REQUIRED WORK: Every entry below should be restated word for word, except for its images.

EXTRACTED MATERIAL:
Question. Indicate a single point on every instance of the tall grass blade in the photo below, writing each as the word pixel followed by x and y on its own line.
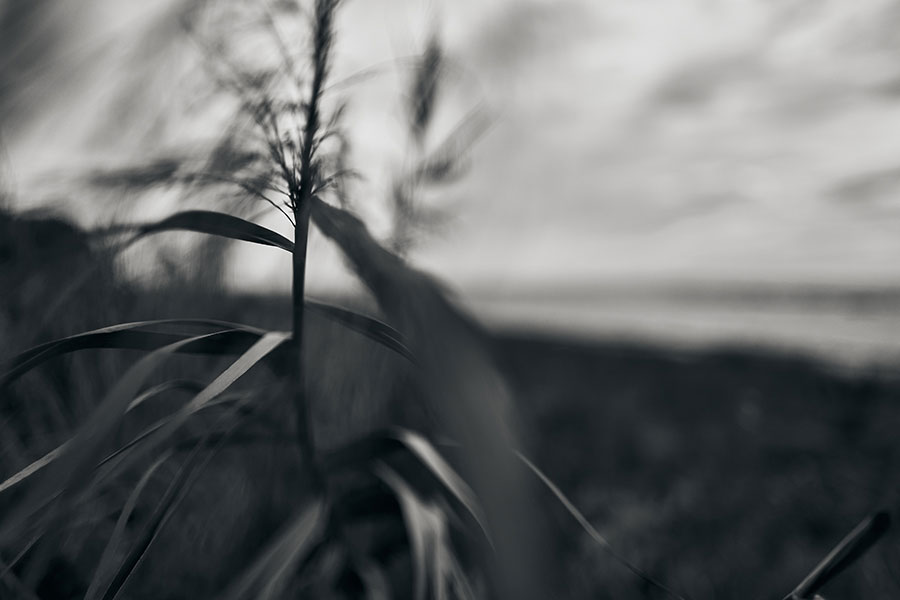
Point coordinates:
pixel 176 492
pixel 253 356
pixel 217 223
pixel 71 470
pixel 372 328
pixel 382 443
pixel 45 460
pixel 106 570
pixel 234 338
pixel 435 566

OUTPUT FOR THIS EXERCISE:
Question. Indicate a single point on every instance of the tall grass blade in the photo below, writing each as the word pixel followed by x and y on its own line.
Point coordinates:
pixel 176 492
pixel 253 356
pixel 217 223
pixel 71 470
pixel 372 328
pixel 382 443
pixel 45 460
pixel 106 570
pixel 234 338
pixel 435 566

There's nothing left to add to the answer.